**Set exercise 1**
Tally the lines in the entries that contain the string "Class", treating case as significant. Reply with the number only.
───── Supplied text
It's apt that the first shirt I pulled out of my cupboard had the slogan 'I'm grumpy'. It's scary that my vision is being warped by a bunch of lines, and I have no idea what to do. Save me from myself.
I came home, deliriously agreed to play a game of monopoly, and fell asleep soon after. I think it was just past midnight.
We graduated. Grad ceremony was a little more memorable than expected, for a few reasons. It wasn't as long as expected, a little more heartwarming thanks to certain people, and I felt great. Shoutouts to a few people here. Tanny - oh goose you came back. I guess it was a blast from the past, and it reminded me of a lot of lower sec memories. It was kind of complete I guess, because it was nice chatting with you again, with all the style that is uniquely you. Caused a lot of fanfare amongst the thirteeners, which I will always be a part of, and I guess it brought us all back to sectwo (especially when I was in hongzi). It's unexplainable, regardless of my attempts to have explained it. I just loved that you were there to celebrate this moment with us. Nice surprise. Julian - stealing my thunder as usual. When you grow up, and win many girls' hearts (or otherwise), I will tell you that you used to be a heartthrob, stealing the attention of all my classmates, and even teachers. '你的弟弟真可爱!' - Zhanglaoshi. But more than that, this time. I will tell you that you were so awesome to come and look for me all the time (okay even though you were just being bored), and even escort me up and downstage like my personal...escort fine. I love you dear, thanks for making it all extra memorable :) And to all my friends! Thanks thanks thanks for just being there. Jody for screaming with me (okay even though you couldn't stand my sudden outburst), HAVE (minus the N for obvious reasons) for everything and anything, 413 esp bea q sal ying jen for bringing me back to sec2 for all those wonderful times we had. 414 for celebrating with me the fact that we're going off to Hwach(HP) together, so, I guess it was all tearless, mostly. It's been a good four years.
──────────
───── Records shown
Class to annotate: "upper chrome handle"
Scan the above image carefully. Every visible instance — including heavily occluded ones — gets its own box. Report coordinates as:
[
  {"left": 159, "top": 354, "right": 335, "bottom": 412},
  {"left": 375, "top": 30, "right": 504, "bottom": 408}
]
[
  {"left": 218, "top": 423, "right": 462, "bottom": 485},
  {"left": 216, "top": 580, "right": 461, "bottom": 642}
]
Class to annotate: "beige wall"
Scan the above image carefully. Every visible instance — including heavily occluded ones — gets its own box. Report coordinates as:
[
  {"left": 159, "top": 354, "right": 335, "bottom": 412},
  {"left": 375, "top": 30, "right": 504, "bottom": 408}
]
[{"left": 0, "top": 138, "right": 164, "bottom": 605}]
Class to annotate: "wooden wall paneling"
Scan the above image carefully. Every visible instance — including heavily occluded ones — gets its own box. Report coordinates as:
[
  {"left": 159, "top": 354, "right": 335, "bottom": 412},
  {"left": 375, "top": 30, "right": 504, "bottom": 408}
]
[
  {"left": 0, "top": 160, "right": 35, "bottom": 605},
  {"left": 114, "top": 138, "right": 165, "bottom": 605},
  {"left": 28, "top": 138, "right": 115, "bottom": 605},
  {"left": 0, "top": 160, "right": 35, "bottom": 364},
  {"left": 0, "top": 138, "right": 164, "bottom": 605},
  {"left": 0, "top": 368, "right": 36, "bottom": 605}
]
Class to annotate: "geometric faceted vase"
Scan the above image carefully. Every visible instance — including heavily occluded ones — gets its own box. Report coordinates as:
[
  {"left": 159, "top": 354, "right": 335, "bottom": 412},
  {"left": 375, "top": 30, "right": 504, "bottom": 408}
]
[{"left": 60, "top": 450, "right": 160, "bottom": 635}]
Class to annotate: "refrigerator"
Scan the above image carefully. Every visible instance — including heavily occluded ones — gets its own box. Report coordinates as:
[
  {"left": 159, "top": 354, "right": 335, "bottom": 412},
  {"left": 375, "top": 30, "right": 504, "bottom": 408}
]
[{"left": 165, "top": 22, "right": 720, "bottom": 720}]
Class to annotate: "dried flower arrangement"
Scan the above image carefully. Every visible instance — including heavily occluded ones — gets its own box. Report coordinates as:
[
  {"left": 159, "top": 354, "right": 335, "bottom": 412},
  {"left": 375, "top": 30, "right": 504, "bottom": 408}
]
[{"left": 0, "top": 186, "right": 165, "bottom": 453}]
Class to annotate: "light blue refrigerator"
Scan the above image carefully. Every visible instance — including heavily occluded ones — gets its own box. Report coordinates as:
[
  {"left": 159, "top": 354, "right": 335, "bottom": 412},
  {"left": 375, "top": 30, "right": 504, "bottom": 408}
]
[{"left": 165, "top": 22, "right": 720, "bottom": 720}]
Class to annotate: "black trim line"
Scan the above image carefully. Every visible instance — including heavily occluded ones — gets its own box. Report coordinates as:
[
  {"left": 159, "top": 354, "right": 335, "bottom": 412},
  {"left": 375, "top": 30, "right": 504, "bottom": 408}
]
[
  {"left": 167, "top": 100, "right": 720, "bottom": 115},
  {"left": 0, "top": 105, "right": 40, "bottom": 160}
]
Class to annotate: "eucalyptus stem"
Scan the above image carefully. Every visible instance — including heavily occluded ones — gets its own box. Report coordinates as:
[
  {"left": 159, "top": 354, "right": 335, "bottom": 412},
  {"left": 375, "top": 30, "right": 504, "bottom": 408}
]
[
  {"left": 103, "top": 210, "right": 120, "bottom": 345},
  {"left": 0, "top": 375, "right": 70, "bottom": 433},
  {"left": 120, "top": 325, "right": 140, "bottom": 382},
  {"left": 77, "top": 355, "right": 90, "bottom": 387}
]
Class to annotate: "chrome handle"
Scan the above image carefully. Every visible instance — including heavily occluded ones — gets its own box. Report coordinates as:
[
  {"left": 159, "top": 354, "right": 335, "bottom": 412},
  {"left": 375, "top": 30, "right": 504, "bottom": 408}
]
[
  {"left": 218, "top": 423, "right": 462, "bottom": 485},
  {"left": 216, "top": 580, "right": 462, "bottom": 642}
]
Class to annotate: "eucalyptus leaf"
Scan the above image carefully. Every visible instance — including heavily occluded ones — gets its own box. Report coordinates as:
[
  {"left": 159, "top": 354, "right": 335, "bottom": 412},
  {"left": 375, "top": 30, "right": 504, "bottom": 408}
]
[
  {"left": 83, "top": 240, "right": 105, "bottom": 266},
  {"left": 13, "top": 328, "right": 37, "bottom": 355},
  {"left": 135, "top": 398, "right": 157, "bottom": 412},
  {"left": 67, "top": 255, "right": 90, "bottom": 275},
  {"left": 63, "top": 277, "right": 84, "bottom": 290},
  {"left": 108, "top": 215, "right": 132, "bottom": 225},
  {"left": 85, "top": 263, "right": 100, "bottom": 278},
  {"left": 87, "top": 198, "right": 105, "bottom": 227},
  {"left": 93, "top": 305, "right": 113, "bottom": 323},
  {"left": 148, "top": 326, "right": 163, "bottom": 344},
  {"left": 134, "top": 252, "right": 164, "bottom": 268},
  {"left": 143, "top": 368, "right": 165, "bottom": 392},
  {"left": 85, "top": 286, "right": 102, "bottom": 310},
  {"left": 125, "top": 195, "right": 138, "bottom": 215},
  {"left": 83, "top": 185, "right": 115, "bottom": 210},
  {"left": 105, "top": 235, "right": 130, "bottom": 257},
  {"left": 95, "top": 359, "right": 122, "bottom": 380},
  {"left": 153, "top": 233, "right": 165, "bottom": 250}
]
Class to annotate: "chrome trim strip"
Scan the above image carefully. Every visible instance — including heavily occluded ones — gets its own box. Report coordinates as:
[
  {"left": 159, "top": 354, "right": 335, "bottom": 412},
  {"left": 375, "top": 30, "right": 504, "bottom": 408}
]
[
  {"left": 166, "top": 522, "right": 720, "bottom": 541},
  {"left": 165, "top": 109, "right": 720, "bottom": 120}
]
──────────
**Set exercise 2**
Based on the graduation post, mark each statement yes or no and quote the exact words from the post that decide it. (a) The writer fell asleep soon after agreeing to play a game of monopoly. (b) The grad ceremony ran longer than expected. (c) The first shirt pulled from the cupboard carried the slogan 'I'm happy'.

**Expected output 1**
12

**Expected output 2**
(a) Yes: "deliriously agreed to play a game of monopoly, and fell asleep soon after."
(b) No: "It wasn't as long as expected"
(c) No: "the first shirt I pulled out of my cupboard had the slogan 'I'm grumpy'."